§ **WHAT YOU ARE ASKED TO DO**: Switch every "field" to "plot" in the data below, beginning at the line that has "field boundary line >> box coords" and stopping after the line that has "[341,279,1000,602]", with all else unchanged. Leave the pictures out of your answer.

§ **RECORDS FOR THIS TASK**:
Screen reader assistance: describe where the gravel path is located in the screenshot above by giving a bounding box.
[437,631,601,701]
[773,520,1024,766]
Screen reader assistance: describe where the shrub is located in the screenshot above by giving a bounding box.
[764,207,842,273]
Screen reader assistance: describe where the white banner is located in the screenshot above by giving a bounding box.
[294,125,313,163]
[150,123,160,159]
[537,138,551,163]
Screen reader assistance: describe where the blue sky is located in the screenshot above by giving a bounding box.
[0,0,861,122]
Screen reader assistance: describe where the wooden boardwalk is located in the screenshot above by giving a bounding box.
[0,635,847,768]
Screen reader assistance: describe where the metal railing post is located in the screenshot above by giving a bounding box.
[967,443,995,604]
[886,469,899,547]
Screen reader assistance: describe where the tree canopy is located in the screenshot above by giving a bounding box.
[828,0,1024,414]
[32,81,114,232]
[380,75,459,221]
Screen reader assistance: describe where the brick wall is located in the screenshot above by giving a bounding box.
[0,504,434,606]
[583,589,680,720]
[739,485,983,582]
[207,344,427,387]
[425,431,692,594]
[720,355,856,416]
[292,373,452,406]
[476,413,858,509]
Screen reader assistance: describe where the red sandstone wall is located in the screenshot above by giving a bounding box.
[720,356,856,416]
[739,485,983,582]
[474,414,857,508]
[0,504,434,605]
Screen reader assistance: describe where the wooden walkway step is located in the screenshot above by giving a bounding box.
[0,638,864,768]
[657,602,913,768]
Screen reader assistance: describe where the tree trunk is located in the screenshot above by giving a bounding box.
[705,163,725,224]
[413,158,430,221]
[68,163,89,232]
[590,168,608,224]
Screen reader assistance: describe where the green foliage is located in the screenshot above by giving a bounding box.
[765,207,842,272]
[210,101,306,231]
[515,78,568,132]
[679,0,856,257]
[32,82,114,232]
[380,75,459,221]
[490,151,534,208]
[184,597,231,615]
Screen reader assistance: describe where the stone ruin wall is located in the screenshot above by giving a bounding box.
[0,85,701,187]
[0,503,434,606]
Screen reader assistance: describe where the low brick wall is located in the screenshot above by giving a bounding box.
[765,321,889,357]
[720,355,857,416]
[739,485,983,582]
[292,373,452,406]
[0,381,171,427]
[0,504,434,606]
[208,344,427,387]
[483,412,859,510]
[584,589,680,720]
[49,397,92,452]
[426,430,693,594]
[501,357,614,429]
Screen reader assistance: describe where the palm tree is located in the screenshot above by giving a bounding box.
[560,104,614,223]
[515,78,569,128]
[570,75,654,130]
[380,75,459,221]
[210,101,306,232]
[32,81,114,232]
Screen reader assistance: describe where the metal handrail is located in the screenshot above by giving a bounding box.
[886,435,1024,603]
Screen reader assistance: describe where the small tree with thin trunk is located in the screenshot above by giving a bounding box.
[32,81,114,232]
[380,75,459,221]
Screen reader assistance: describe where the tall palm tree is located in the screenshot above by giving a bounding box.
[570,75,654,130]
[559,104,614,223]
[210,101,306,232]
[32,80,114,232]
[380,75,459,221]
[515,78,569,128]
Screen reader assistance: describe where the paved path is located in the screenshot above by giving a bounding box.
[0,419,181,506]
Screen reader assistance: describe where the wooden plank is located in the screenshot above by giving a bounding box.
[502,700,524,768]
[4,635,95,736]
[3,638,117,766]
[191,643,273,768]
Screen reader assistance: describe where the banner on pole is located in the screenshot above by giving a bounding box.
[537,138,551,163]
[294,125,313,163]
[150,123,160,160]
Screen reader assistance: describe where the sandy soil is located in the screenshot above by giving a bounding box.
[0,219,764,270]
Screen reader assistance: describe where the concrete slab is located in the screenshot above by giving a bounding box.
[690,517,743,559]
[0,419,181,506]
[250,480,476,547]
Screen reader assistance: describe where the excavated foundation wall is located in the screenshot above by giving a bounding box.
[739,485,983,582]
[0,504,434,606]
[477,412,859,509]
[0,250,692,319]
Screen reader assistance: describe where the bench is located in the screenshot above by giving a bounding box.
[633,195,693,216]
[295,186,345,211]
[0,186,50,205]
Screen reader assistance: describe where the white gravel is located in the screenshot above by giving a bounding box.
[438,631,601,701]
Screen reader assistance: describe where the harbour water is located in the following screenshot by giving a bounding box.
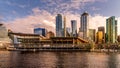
[0,51,120,68]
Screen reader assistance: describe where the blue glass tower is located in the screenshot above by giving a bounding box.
[34,28,47,36]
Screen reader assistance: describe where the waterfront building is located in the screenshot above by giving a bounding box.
[34,28,47,37]
[96,31,103,43]
[98,26,105,43]
[89,29,96,42]
[47,31,55,38]
[71,20,77,37]
[106,16,117,43]
[80,12,89,39]
[56,14,63,37]
[0,23,11,48]
[117,35,120,42]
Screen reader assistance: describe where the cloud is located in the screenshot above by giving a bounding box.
[6,8,55,33]
[5,0,111,33]
[18,5,27,8]
[42,0,106,14]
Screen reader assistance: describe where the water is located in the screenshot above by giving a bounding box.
[0,51,120,68]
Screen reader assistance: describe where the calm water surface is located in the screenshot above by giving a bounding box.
[0,51,120,68]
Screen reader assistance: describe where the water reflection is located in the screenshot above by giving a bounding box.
[0,51,120,68]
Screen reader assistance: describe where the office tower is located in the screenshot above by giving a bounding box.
[106,16,117,43]
[89,29,96,42]
[64,16,66,37]
[96,31,103,43]
[66,27,71,37]
[34,28,47,37]
[47,31,55,38]
[80,12,89,40]
[0,23,11,45]
[71,20,77,37]
[56,14,63,37]
[98,26,105,43]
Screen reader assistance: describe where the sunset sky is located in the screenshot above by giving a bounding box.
[0,0,120,34]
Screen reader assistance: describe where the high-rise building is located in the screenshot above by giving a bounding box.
[64,16,66,37]
[89,29,96,42]
[80,12,89,39]
[47,31,55,38]
[96,31,103,43]
[98,26,105,43]
[106,16,117,43]
[34,28,47,37]
[71,20,77,37]
[0,23,10,42]
[56,14,63,37]
[66,27,71,37]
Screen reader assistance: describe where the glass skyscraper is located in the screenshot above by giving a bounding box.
[80,12,89,39]
[71,20,77,37]
[0,23,11,42]
[56,14,63,37]
[106,16,117,43]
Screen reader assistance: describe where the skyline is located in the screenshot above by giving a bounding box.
[0,0,120,34]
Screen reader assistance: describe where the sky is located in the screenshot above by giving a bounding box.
[0,0,120,34]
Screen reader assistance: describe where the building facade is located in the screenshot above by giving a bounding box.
[47,31,55,39]
[89,29,96,42]
[106,16,117,43]
[71,20,77,37]
[34,28,47,37]
[98,26,105,43]
[56,14,63,37]
[66,27,71,37]
[80,12,89,39]
[96,31,103,44]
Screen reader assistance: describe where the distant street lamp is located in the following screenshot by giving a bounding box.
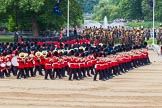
[14,0,19,43]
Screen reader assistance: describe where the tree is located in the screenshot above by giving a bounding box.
[93,0,120,21]
[0,0,83,37]
[119,0,143,19]
[82,0,99,13]
[142,0,153,21]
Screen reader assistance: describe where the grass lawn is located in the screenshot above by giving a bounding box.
[126,21,161,28]
[0,36,14,42]
[146,39,157,45]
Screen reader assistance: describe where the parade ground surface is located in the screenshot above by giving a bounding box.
[0,50,162,108]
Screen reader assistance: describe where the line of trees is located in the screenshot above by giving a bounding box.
[0,0,83,37]
[93,0,162,21]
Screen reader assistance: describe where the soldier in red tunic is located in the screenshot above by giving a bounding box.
[17,53,26,79]
[44,57,54,80]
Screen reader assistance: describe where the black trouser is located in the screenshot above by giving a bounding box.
[45,69,53,79]
[80,67,86,77]
[1,69,9,78]
[93,70,100,80]
[53,68,61,78]
[28,67,34,77]
[34,66,43,76]
[76,68,83,79]
[17,68,26,78]
[40,65,45,72]
[12,66,18,76]
[69,68,78,80]
[24,68,29,77]
[103,69,108,79]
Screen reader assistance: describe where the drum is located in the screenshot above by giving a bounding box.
[6,62,11,67]
[1,63,6,68]
[11,56,19,66]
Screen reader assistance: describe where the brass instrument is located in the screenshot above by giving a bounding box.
[19,53,26,59]
[42,51,47,57]
[35,52,42,58]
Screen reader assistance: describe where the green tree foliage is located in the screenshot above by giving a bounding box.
[82,0,99,13]
[155,0,162,21]
[0,0,83,36]
[119,0,143,19]
[142,0,153,21]
[93,0,120,21]
[93,0,162,21]
[8,16,15,32]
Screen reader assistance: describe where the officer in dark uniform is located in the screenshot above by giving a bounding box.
[14,27,19,43]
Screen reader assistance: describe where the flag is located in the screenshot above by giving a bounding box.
[53,0,62,16]
[60,31,63,39]
[149,0,154,8]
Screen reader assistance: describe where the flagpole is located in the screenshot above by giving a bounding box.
[67,0,70,37]
[153,0,155,45]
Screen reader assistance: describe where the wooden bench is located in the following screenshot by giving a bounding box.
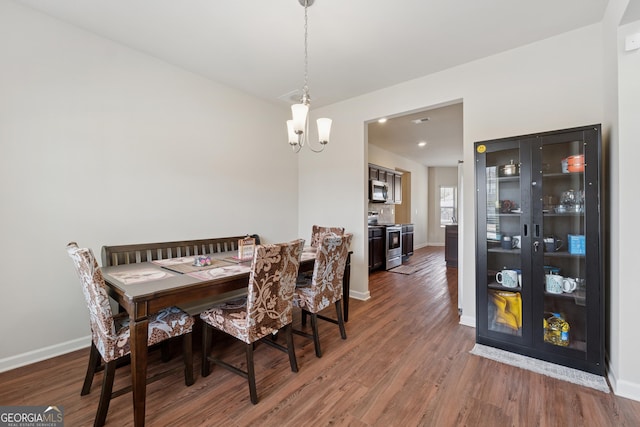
[102,234,260,316]
[102,234,352,322]
[102,234,260,267]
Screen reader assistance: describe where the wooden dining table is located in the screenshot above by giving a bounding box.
[102,247,351,426]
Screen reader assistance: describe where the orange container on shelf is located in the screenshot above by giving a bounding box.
[567,154,584,172]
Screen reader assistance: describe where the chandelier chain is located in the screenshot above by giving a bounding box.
[302,0,309,99]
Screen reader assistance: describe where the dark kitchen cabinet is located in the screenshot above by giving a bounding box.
[369,163,402,205]
[475,125,605,375]
[444,224,458,268]
[402,224,413,262]
[369,226,385,272]
[393,173,402,205]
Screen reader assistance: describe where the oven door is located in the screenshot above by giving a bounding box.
[386,226,402,270]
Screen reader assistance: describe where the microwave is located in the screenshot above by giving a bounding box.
[369,179,389,203]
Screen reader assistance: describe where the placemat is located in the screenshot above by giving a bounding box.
[162,259,230,274]
[111,268,172,285]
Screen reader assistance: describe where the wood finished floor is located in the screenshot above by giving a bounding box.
[0,247,640,427]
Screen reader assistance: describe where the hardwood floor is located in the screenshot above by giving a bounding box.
[0,247,640,427]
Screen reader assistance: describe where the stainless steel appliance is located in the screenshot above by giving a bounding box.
[385,224,402,270]
[369,179,389,203]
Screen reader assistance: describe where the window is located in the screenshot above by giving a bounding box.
[440,186,457,227]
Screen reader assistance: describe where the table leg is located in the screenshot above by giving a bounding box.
[342,251,351,323]
[129,317,149,427]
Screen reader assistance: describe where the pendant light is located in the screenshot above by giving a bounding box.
[287,0,331,153]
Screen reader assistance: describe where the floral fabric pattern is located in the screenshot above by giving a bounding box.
[293,233,353,313]
[311,225,344,248]
[200,239,304,344]
[67,243,194,362]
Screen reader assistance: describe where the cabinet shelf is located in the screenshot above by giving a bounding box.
[487,282,522,292]
[542,212,584,218]
[544,251,585,258]
[542,172,584,178]
[487,247,520,255]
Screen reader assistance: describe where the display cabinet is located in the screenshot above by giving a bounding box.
[475,125,605,374]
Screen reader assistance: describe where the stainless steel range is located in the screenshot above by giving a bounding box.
[385,224,402,270]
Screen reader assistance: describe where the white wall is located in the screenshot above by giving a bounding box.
[0,1,296,370]
[368,144,429,248]
[610,10,640,400]
[427,166,458,246]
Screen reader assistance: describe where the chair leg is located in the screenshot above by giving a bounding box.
[310,313,322,357]
[336,301,347,340]
[201,322,213,377]
[93,360,116,427]
[80,341,102,396]
[160,340,171,363]
[182,332,195,387]
[245,343,258,405]
[284,323,298,372]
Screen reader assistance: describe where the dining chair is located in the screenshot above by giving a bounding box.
[293,233,353,357]
[200,239,304,404]
[67,242,194,426]
[311,225,344,248]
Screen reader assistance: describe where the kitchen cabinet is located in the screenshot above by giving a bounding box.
[393,173,402,205]
[475,125,605,375]
[444,224,458,268]
[402,224,413,262]
[369,226,386,272]
[369,163,402,205]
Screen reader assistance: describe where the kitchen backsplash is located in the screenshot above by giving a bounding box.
[369,203,396,224]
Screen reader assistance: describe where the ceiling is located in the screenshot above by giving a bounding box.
[15,0,608,165]
[367,103,462,166]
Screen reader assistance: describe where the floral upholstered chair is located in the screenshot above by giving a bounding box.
[67,242,194,426]
[200,239,304,404]
[293,233,353,357]
[311,225,344,248]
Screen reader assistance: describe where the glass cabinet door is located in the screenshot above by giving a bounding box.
[477,142,529,342]
[532,132,598,358]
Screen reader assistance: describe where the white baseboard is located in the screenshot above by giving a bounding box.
[349,289,371,301]
[0,335,91,372]
[607,363,640,402]
[460,315,476,328]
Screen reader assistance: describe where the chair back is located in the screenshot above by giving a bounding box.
[247,239,304,341]
[311,233,353,313]
[67,242,117,362]
[311,225,344,248]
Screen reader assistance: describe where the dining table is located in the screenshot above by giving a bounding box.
[101,246,351,427]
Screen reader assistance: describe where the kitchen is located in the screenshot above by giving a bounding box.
[367,101,463,278]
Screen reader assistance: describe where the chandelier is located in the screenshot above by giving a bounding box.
[287,0,331,153]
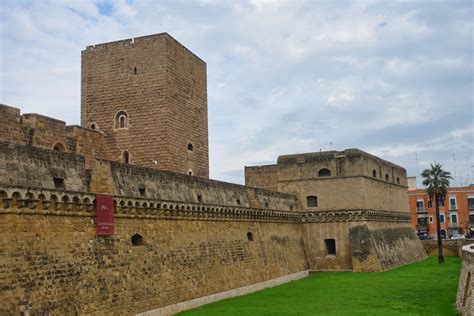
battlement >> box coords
[277,148,406,174]
[82,32,206,64]
[0,185,301,223]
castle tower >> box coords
[81,33,209,178]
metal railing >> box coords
[416,206,426,213]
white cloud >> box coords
[0,0,474,182]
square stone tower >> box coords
[81,33,209,178]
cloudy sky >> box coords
[0,0,474,185]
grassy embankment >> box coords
[180,257,461,315]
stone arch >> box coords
[318,168,331,177]
[115,110,128,129]
[53,142,66,152]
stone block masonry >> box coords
[0,187,308,315]
[81,33,209,178]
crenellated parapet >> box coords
[0,185,410,223]
[0,185,301,223]
[301,210,410,223]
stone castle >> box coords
[0,33,426,314]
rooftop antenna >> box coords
[453,154,456,186]
[415,151,420,188]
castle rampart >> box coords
[0,33,426,315]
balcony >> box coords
[416,224,428,233]
[448,223,461,228]
[416,206,428,213]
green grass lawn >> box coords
[179,257,461,315]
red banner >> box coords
[95,194,114,236]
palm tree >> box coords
[421,162,452,263]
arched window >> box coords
[115,111,128,129]
[122,151,130,163]
[306,195,318,207]
[53,143,66,152]
[318,168,331,177]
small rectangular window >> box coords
[306,196,318,207]
[53,178,64,189]
[449,198,456,210]
[324,239,336,255]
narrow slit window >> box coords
[247,232,253,241]
[306,195,318,207]
[53,178,64,189]
[115,111,128,129]
[324,239,336,255]
[122,151,130,163]
[131,234,144,246]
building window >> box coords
[306,195,318,207]
[122,151,130,163]
[324,239,336,255]
[53,178,64,189]
[416,201,425,212]
[451,213,458,224]
[132,234,143,246]
[318,168,331,177]
[449,197,458,210]
[115,111,128,129]
[53,143,66,152]
[247,232,253,241]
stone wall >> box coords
[0,187,308,314]
[0,141,88,191]
[0,104,104,168]
[302,210,426,272]
[456,244,474,316]
[245,165,278,191]
[349,221,427,271]
[91,161,298,211]
[81,33,209,178]
[421,239,474,257]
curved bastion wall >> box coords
[0,142,430,314]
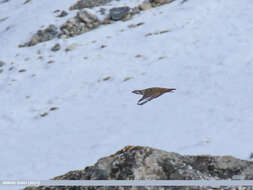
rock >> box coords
[22,146,253,190]
[151,0,175,5]
[77,11,98,25]
[69,0,112,10]
[19,24,58,47]
[0,61,5,67]
[139,0,152,11]
[51,43,61,51]
[59,10,101,38]
[65,43,80,52]
[57,10,68,17]
[109,7,130,21]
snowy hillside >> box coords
[0,0,253,187]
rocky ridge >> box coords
[19,0,178,47]
[25,146,253,190]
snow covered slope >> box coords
[0,0,253,186]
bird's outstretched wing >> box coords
[132,87,176,105]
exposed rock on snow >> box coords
[69,0,112,10]
[59,10,100,38]
[51,43,61,51]
[19,0,178,47]
[57,10,68,17]
[25,146,253,190]
[109,7,130,21]
[139,0,152,11]
[19,24,58,47]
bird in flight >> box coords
[132,87,176,105]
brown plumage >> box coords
[132,87,176,105]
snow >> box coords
[0,0,253,189]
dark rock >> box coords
[69,0,112,10]
[51,43,61,51]
[19,24,58,47]
[22,146,253,190]
[109,7,130,21]
[60,10,101,38]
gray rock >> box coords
[19,24,58,47]
[109,7,130,21]
[51,43,61,51]
[69,0,112,10]
[22,146,253,190]
[59,10,100,38]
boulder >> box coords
[109,6,130,21]
[22,146,253,190]
[69,0,112,10]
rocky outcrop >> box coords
[109,7,130,21]
[25,146,253,190]
[59,10,100,38]
[19,0,179,47]
[69,0,112,10]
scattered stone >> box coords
[40,112,48,117]
[49,107,59,111]
[59,10,100,38]
[69,0,112,10]
[128,22,144,28]
[103,76,111,81]
[22,146,253,190]
[18,69,26,73]
[139,0,152,11]
[57,10,68,17]
[0,61,5,67]
[19,24,58,47]
[51,43,61,51]
[109,6,130,21]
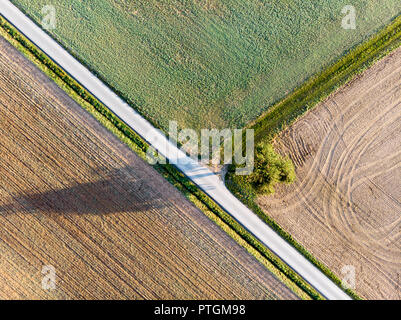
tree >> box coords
[248,143,295,194]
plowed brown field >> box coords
[0,38,297,299]
[258,45,401,299]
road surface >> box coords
[0,0,351,300]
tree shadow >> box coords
[0,167,166,214]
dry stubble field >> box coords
[258,49,401,299]
[0,38,297,299]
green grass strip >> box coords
[226,16,401,299]
[248,15,401,142]
[0,15,323,300]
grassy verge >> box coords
[226,16,401,299]
[0,15,322,299]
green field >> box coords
[12,0,401,129]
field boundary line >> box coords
[0,15,323,299]
[226,15,401,299]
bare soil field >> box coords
[0,38,297,299]
[258,49,401,299]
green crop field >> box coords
[12,0,401,129]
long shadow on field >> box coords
[0,167,167,214]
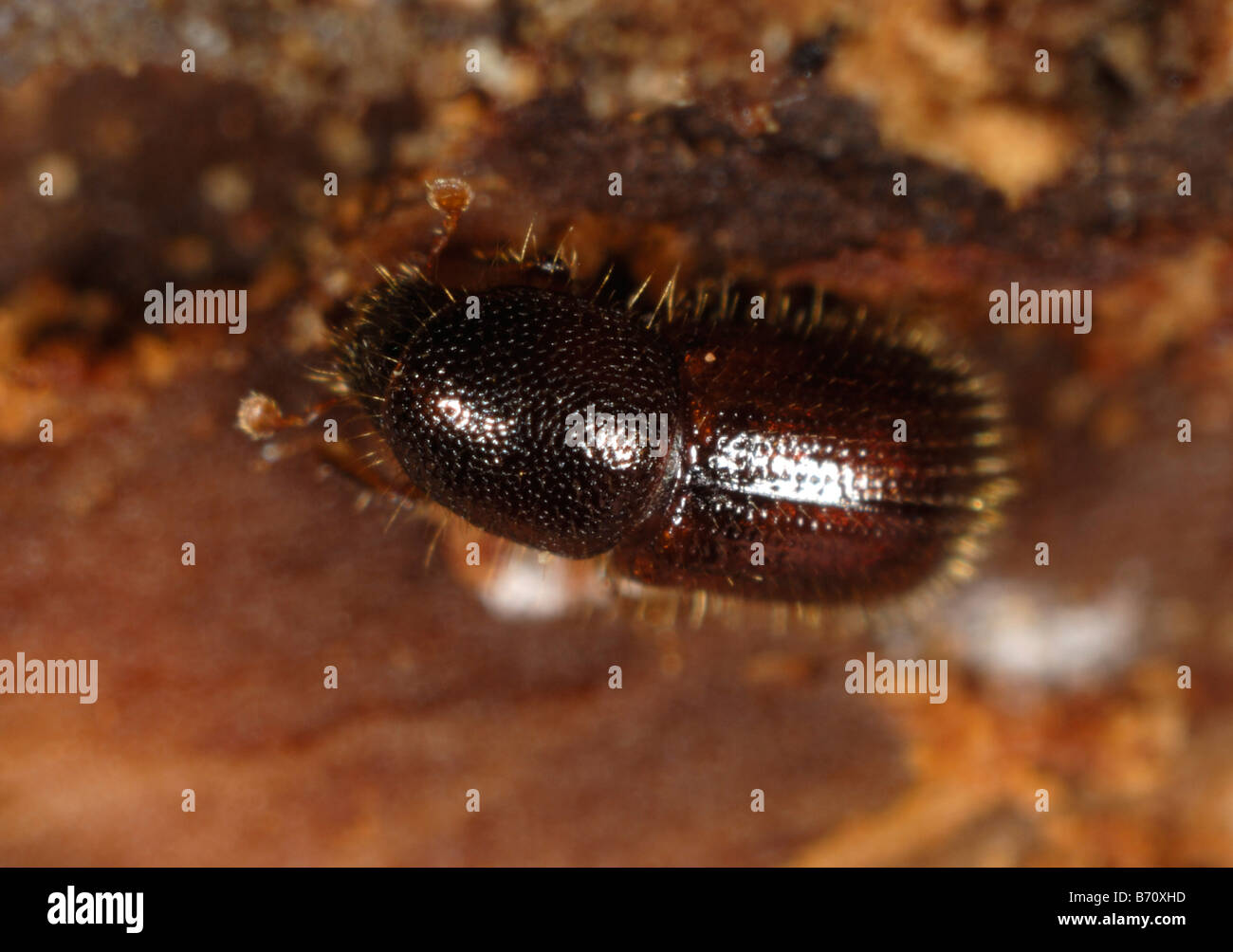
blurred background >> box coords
[0,0,1233,866]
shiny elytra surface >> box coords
[341,279,1000,602]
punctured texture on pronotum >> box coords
[337,255,1007,603]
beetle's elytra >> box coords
[321,185,1007,603]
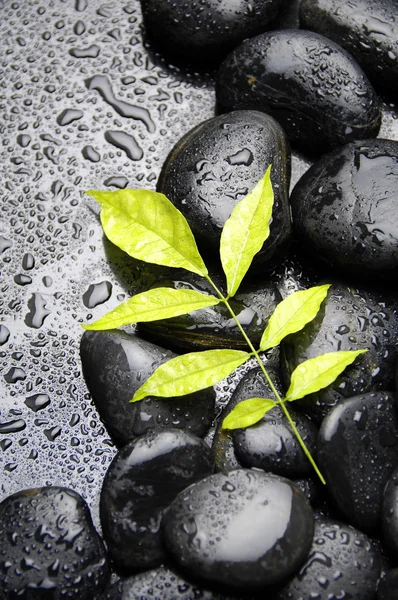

§ **ANSWER TO THIS PROBLEM**:
plot boundary line >> box coords
[0,15,323,299]
[226,15,401,299]
bare soil plot >> box coords
[0,38,297,299]
[258,49,401,299]
green crop plot >> box coords
[12,0,401,129]
long shadow on plot >> box coords
[0,167,167,214]
blurred background >> box coords
[0,0,1233,866]
shiny elytra surface >> box coords
[341,279,1000,602]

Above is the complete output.